- EXCERPTED PASSAGE
IBERT Works for Wind
Jacques Ibert’s music is the very epitome of French style, with its ‘elegance, lightness, tonal perfection, a dash of insolence and a chronic triviality of inspiration’ (Jacques Tchamkerten’s booklet essay). Although much of this music is far from serious, the Capriccio (perhaps the finest work here) has a delicate touch of nostalgia at its centre, which balances the bonhomie of the rollicking opening and closing allegros. The first of the Trois Pièces brèves which follow skips in infectiously on the woodwind; the Andante is gently melancholy but high spirits return in the engagingly piquant finale. The Cello Concerto, impressively played by Henri Demarquette, is introduced with a brief ‘Pastorale’ before the soloist dominates the central ‘Romance’ with an accompanied cadenza, then the finale bustles away headily.

- SUPPLIED INFORMATION
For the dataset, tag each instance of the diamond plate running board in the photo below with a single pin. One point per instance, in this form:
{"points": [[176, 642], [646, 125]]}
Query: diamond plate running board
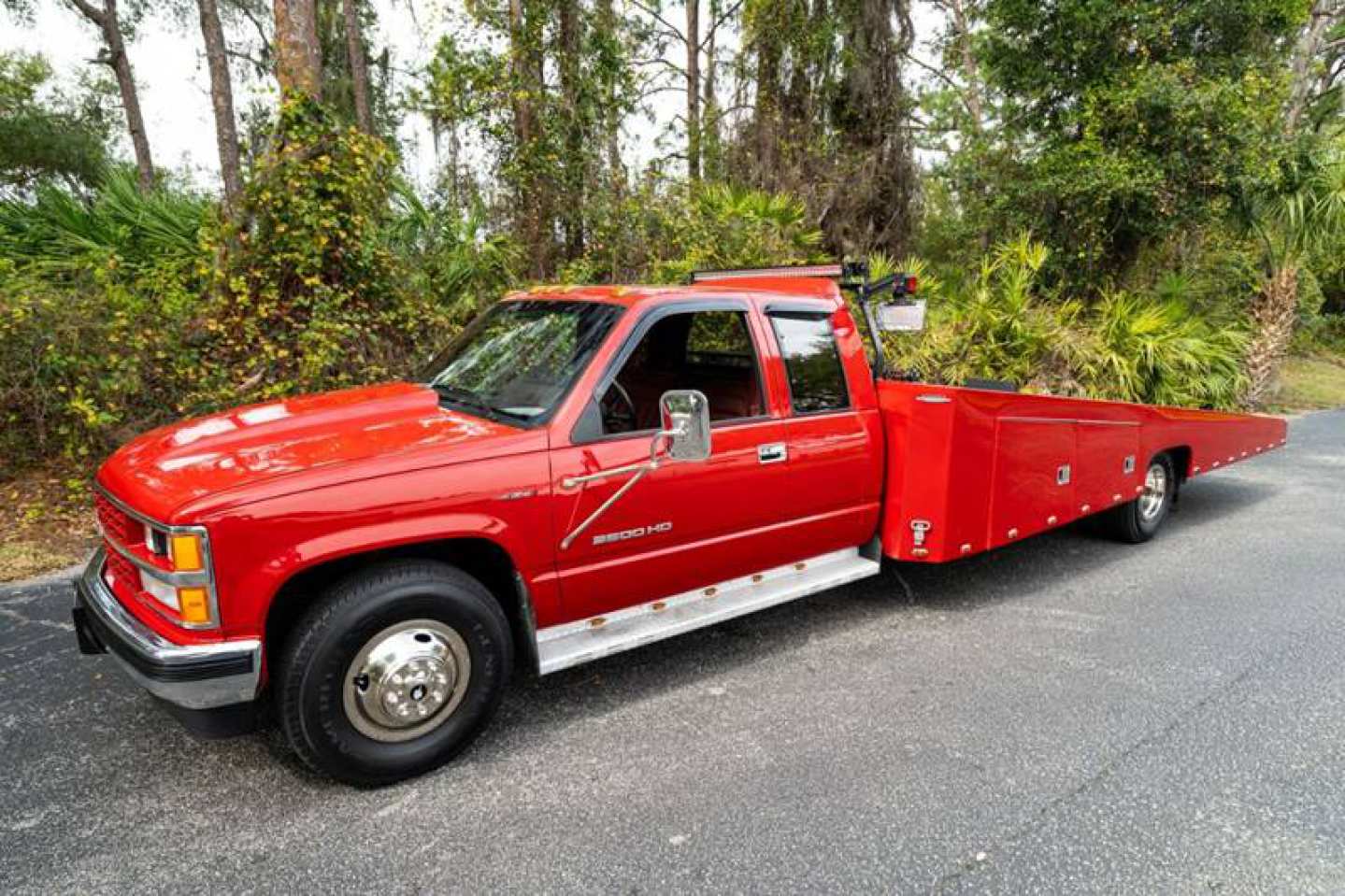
{"points": [[579, 642]]}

- TO DO
1) Reproduce the Ibert review word for word from "IBERT Works for" to "bustles away headily.".
2) According to the Ibert review, who plays the solo part in the Cello Concerto?
3) Extend the Ibert review, starting after its last sentence.

- TASK RESULTS
1)
IBERT Works for Wind
Jacques Ibert’s music is the very epitome of French style, with its ‘elegance, lightness, tonal perfection, a dash of insolence and a chronic triviality of inspiration’ (Jacques Tchamkerten’s booklet essay). Although much of this music is far from serious, the Capriccio (perhaps the finest work here) has a delicate touch of nostalgia at its centre, which balances the bonhomie of the rollicking opening and closing allegros. The first of the Trois Pièces brèves which follow skips in infectiously on the woodwind; the Andante is gently melancholy but high spirits return in the engagingly piquant finale. The Cello Concerto, impressively played by Henri Demarquette, is introduced with a brief ‘Pastorale’ before the soloist dominates the central ‘Romance’ with an accompanied cadenza, then the finale bustles away headily.

2) Henri Demarquette

3)
The Deux Mouvements move from relaxed charm to Assez vit et rythmé, followed by the captivating miniature duet for soprano voice and flute, Deux Stèles orientées, based on the oriental poems of Victor Segalen. This is delightfully sung here by Karine Deshayes with Edouard Sabo the flautist. The Cinq Pièces en trio (oboe, clarinet and bassoon) show Ibert at his most engaging. The collection ends appropriately with the most complex work here, Le jardinier de Samos, scored for flute, clarinet, trumpet, tambourine, violin and cello, which ends the concert with great flair but is the least interesting work melodically. However, like the rest of the programme, the playing is polished, alive and sensitive, and the recording cannot be faulted. A disc well worth having.